* [What the exercise asks]
From start to end of the material below, restate each line exactly.

* [Material for the task]
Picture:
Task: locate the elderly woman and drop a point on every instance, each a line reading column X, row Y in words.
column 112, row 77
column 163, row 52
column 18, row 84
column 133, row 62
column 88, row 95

* [Reply to the exercise]
Picture:
Task: locate the elderly woman and drop a point on every instance, each a line reading column X, row Y in words.
column 112, row 77
column 163, row 52
column 18, row 84
column 133, row 62
column 88, row 95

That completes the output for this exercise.